• YOUR GOAL
Copy the rows line for line, starting with the first line and ending with the line that contains "pixel 76 220", both ends included.

• SUPPLIED MATERIAL

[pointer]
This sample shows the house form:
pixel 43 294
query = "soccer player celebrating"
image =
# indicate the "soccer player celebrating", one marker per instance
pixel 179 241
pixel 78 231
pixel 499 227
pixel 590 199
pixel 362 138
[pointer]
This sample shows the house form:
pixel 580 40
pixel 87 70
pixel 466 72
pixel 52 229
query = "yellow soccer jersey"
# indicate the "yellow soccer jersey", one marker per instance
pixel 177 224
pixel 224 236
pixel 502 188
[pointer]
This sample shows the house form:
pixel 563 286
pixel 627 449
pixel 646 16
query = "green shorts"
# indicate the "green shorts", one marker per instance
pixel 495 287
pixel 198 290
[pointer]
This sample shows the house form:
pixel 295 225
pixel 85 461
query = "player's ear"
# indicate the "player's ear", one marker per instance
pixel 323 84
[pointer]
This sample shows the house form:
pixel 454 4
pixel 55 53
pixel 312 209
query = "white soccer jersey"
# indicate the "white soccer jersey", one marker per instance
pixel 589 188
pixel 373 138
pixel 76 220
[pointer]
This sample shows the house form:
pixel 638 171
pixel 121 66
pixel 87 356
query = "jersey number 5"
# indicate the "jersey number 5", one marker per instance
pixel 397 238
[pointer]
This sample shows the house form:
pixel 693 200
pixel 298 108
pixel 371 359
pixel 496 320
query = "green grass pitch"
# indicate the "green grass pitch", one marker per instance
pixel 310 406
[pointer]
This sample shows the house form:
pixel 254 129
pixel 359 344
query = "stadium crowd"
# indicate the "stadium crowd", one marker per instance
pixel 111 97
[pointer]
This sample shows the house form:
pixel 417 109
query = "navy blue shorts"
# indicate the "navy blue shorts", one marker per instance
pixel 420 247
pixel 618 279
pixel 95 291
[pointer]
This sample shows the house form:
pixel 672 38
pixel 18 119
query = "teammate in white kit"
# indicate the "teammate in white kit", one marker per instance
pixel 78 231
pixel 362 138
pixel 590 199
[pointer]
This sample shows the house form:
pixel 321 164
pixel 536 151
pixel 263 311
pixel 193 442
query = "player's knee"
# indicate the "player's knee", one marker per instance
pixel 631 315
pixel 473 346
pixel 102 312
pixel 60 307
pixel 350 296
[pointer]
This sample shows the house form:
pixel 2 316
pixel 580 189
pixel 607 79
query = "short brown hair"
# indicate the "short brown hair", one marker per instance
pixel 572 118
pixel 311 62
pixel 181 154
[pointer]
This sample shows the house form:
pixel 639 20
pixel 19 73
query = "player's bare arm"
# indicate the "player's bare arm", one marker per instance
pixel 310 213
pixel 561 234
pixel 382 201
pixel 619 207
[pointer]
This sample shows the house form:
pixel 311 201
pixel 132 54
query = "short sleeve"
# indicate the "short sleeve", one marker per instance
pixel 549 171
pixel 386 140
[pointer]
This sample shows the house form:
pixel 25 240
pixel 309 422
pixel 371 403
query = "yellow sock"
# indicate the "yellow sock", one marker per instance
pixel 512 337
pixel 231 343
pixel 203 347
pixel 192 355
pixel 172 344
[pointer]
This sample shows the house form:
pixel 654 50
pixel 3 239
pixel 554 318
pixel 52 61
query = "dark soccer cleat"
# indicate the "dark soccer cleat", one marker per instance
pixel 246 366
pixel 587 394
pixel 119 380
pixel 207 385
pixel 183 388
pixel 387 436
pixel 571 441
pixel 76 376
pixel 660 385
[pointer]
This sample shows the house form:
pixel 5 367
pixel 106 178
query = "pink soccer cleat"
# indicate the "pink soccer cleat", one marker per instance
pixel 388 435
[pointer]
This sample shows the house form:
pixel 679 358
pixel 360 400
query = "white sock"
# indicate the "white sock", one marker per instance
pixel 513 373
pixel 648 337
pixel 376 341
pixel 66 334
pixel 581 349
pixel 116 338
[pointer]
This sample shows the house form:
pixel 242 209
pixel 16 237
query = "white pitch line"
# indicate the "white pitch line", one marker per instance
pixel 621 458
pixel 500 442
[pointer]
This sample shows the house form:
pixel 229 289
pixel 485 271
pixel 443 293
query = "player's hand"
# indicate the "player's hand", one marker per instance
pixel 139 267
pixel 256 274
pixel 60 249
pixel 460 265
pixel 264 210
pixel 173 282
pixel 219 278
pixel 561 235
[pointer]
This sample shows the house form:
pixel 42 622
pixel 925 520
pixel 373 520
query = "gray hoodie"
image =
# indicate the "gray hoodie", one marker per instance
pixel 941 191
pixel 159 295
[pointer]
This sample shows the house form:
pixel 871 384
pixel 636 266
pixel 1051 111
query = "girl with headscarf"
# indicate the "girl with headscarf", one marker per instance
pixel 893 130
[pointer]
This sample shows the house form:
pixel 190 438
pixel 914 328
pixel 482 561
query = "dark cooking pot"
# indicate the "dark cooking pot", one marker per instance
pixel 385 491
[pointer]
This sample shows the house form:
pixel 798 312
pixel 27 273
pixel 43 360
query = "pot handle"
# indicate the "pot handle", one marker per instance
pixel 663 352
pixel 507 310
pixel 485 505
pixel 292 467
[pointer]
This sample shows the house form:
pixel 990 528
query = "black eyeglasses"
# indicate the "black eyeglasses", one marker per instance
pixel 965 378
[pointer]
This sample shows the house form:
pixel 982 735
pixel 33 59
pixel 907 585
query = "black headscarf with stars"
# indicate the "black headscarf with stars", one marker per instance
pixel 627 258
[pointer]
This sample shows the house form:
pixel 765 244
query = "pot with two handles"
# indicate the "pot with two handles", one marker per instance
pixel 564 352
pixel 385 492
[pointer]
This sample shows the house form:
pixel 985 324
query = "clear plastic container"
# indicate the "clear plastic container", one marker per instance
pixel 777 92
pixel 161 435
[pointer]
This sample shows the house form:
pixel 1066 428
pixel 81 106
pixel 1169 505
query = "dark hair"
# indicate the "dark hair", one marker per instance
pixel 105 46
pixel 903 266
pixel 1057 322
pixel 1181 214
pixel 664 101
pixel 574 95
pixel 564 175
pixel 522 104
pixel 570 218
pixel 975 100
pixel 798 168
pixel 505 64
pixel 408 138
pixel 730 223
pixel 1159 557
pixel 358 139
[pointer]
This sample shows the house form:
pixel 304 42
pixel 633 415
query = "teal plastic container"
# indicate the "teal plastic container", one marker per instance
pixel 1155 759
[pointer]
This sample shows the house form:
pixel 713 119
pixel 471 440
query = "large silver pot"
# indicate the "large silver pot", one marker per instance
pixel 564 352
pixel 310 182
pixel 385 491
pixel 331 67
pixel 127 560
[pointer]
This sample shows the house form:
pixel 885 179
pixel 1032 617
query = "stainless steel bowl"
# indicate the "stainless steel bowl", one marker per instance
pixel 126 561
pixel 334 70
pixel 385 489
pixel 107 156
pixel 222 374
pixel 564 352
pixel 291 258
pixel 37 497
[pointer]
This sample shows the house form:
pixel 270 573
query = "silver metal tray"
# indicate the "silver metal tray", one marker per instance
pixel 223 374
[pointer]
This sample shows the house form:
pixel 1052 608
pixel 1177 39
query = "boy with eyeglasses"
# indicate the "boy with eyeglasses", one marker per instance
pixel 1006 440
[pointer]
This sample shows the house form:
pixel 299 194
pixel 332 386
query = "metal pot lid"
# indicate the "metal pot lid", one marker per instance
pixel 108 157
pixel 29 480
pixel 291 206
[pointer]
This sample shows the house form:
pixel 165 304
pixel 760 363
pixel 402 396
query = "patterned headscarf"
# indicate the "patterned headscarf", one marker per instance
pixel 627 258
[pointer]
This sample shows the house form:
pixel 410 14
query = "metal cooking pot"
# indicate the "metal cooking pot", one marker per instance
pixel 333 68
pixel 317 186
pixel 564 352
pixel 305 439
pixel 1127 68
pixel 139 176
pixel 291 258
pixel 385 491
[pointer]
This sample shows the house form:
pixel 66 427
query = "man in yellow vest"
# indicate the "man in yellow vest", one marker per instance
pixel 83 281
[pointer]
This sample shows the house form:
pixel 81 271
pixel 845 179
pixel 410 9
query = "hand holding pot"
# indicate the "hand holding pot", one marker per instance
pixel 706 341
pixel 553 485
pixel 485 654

• OUTPUT
[pointer]
This sample shows the house form:
pixel 43 294
query = "soccer player celebrating"
image =
# indicate the "soccer player celebrating", one marker per instance
pixel 179 241
pixel 78 231
pixel 499 227
pixel 590 199
pixel 362 138
[pointer]
This sample shows the house form:
pixel 580 40
pixel 87 70
pixel 466 72
pixel 52 229
query = "yellow soccer jersey"
# indicate the "yellow soccer jersey", one marker per instance
pixel 177 224
pixel 224 236
pixel 502 188
[pointer]
This sample shows the house form:
pixel 563 286
pixel 627 449
pixel 646 16
query = "green shorts"
# indicate the "green shorts", one marker per instance
pixel 495 287
pixel 198 290
[pointer]
This sample shows the house form:
pixel 295 225
pixel 85 461
query = "player's ear"
# indicate the "player's ear", one marker per instance
pixel 323 84
[pointer]
This sample shows the house form:
pixel 454 4
pixel 55 53
pixel 312 209
query = "white soccer jersey"
# indicate the "white soccer jersey", one marker per instance
pixel 589 188
pixel 373 138
pixel 76 220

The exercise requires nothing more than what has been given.